■ **Required task**
Which lines in the records below contain the string "faucet"? Locate each one and copy it out in full.

(Outline records)
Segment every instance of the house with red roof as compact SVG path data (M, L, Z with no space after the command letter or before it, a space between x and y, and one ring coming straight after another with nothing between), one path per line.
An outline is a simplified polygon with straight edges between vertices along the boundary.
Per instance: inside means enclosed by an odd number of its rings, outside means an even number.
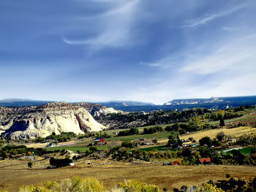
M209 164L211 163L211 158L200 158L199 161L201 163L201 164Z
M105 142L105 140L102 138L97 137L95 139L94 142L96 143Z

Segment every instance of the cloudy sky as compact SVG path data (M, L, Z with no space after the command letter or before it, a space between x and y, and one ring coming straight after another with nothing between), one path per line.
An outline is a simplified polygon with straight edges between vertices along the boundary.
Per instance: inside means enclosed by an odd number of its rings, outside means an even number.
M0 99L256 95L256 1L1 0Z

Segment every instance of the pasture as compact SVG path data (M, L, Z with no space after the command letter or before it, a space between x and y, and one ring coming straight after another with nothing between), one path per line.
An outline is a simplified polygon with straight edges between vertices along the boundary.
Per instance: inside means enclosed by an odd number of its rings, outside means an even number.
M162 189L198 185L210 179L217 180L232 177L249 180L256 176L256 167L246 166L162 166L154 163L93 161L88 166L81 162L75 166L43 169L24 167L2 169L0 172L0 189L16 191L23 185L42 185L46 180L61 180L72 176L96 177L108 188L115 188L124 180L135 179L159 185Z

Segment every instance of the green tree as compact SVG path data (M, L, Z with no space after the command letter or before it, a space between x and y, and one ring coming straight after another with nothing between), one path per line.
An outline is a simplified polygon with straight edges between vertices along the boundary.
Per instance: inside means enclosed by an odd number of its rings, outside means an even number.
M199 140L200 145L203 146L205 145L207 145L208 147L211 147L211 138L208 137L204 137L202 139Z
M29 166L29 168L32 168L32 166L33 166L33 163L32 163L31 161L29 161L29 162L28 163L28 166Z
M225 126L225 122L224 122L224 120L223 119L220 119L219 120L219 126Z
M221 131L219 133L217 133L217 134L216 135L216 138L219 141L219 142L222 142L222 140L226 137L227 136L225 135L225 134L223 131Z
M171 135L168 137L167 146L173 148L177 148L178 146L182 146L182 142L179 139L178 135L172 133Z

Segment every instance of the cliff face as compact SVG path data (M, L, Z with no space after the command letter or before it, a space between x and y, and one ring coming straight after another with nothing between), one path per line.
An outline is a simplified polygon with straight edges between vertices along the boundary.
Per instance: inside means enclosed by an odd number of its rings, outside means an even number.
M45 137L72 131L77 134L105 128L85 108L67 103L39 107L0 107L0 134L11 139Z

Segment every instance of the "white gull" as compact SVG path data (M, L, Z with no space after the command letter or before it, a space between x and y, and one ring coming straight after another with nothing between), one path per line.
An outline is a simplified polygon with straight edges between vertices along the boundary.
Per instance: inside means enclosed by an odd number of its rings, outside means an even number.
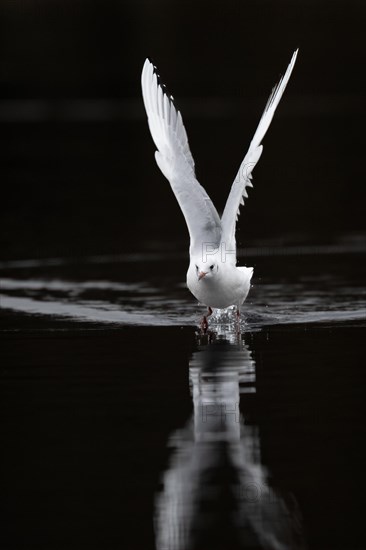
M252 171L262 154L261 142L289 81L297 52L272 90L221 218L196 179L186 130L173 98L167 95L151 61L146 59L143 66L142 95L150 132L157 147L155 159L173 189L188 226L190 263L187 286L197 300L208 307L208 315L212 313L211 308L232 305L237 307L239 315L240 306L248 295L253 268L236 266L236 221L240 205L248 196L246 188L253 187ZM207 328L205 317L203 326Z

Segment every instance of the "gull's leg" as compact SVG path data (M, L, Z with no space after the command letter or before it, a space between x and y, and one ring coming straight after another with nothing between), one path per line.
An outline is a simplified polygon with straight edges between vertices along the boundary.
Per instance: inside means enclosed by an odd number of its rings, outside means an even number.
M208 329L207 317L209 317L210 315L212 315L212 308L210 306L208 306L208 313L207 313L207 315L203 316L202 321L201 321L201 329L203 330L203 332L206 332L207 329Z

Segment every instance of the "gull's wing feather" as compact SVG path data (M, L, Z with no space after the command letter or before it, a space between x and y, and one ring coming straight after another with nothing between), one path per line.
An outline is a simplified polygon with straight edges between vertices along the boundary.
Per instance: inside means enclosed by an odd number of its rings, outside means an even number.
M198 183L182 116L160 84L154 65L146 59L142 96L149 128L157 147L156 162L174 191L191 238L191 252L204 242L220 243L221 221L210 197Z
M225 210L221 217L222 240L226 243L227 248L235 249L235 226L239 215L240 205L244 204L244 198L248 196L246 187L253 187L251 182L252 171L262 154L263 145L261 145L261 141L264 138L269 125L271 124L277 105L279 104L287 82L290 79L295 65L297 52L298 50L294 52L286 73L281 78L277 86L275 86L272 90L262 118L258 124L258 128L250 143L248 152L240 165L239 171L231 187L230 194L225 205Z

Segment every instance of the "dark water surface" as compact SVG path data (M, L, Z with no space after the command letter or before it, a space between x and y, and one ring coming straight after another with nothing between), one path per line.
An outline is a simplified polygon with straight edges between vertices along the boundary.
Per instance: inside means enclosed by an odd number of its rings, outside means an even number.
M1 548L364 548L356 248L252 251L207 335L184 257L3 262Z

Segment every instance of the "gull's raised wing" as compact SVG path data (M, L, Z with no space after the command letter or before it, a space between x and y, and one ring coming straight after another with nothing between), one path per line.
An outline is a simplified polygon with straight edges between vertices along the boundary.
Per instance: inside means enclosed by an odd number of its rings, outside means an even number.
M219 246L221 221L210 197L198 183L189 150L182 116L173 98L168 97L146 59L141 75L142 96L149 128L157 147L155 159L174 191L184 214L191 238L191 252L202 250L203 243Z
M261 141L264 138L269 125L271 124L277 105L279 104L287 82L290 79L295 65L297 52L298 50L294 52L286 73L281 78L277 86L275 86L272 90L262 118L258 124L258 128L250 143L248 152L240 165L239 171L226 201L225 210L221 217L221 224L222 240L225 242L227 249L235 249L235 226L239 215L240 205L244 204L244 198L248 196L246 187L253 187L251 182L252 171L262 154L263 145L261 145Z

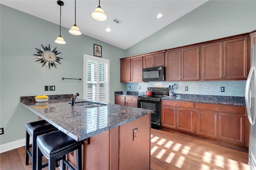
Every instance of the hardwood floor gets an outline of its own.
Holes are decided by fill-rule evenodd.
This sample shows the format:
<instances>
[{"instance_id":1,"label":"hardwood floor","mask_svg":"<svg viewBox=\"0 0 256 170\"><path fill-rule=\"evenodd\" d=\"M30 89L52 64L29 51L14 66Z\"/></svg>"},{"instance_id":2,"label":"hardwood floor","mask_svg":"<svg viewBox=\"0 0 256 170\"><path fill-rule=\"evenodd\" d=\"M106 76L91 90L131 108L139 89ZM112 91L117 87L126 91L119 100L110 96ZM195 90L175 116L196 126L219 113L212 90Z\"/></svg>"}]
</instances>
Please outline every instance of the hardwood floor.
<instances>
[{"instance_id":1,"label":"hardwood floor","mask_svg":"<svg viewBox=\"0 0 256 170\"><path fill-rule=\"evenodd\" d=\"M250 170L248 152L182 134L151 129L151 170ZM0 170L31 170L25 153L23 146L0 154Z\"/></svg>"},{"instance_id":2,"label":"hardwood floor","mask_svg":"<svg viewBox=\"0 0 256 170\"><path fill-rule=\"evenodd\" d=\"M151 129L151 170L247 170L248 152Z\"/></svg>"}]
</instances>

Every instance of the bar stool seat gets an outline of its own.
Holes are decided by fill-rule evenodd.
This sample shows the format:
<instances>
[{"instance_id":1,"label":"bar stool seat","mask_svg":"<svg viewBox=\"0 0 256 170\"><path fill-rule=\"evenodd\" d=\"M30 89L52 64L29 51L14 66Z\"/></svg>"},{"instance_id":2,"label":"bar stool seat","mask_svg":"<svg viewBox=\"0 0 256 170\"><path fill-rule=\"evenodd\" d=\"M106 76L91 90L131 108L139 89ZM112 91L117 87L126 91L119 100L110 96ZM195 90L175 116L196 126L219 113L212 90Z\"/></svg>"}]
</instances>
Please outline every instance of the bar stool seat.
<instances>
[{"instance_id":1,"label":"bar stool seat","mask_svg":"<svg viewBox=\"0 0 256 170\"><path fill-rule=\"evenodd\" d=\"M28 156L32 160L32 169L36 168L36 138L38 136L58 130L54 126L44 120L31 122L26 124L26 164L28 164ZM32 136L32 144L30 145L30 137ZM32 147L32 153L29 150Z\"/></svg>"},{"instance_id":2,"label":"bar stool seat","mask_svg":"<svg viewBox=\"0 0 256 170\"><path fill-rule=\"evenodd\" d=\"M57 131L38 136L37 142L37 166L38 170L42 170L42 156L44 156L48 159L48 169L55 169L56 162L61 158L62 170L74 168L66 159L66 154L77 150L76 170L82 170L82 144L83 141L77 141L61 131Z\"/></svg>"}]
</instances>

---

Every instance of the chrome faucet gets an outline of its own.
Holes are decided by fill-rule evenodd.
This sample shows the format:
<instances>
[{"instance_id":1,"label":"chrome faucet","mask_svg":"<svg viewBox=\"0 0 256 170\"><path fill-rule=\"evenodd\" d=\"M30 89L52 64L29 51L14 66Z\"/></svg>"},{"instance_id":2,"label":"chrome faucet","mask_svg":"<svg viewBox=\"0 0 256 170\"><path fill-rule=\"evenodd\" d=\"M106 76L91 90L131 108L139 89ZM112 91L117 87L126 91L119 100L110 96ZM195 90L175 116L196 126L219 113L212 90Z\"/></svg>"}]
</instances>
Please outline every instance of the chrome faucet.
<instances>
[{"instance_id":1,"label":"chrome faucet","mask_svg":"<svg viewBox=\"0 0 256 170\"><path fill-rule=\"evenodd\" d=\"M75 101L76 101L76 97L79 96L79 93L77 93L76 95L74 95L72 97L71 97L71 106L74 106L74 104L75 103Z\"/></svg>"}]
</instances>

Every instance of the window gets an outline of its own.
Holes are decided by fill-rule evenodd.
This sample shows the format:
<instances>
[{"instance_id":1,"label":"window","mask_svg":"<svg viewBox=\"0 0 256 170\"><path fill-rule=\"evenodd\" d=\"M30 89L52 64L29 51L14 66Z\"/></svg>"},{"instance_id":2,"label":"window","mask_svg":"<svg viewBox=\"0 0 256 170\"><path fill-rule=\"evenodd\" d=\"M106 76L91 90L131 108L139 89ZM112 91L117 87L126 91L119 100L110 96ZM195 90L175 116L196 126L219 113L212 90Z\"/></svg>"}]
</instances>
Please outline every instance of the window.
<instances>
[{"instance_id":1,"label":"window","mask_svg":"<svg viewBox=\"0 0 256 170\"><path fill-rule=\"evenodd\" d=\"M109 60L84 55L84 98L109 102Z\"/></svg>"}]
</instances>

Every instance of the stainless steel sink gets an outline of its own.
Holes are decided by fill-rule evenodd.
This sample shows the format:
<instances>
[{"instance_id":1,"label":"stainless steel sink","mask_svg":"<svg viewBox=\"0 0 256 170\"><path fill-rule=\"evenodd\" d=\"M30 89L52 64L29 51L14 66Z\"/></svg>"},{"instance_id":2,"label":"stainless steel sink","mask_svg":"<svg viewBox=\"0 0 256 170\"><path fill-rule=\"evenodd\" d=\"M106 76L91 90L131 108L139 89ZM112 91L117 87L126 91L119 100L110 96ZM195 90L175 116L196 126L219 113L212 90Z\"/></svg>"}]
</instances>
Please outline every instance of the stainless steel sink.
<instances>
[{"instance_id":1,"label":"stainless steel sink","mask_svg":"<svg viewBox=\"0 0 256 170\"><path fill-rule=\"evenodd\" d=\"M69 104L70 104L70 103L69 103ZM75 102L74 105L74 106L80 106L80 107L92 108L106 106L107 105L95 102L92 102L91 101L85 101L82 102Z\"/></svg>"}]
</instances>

■ **Correct response**
Every instance of the chrome faucet gets an outline of its own.
[{"instance_id":1,"label":"chrome faucet","mask_svg":"<svg viewBox=\"0 0 256 170\"><path fill-rule=\"evenodd\" d=\"M30 89L52 64L29 51L14 66Z\"/></svg>"},{"instance_id":2,"label":"chrome faucet","mask_svg":"<svg viewBox=\"0 0 256 170\"><path fill-rule=\"evenodd\" d=\"M106 76L91 90L131 108L139 89ZM112 91L117 87L126 91L119 100L110 96ZM195 90L175 116L196 126L219 113L212 90Z\"/></svg>"}]
Please outline every instance of the chrome faucet.
[{"instance_id":1,"label":"chrome faucet","mask_svg":"<svg viewBox=\"0 0 256 170\"><path fill-rule=\"evenodd\" d=\"M75 101L76 101L76 97L79 96L79 93L77 93L76 95L74 95L72 97L71 97L71 106L74 106L74 104L75 103Z\"/></svg>"}]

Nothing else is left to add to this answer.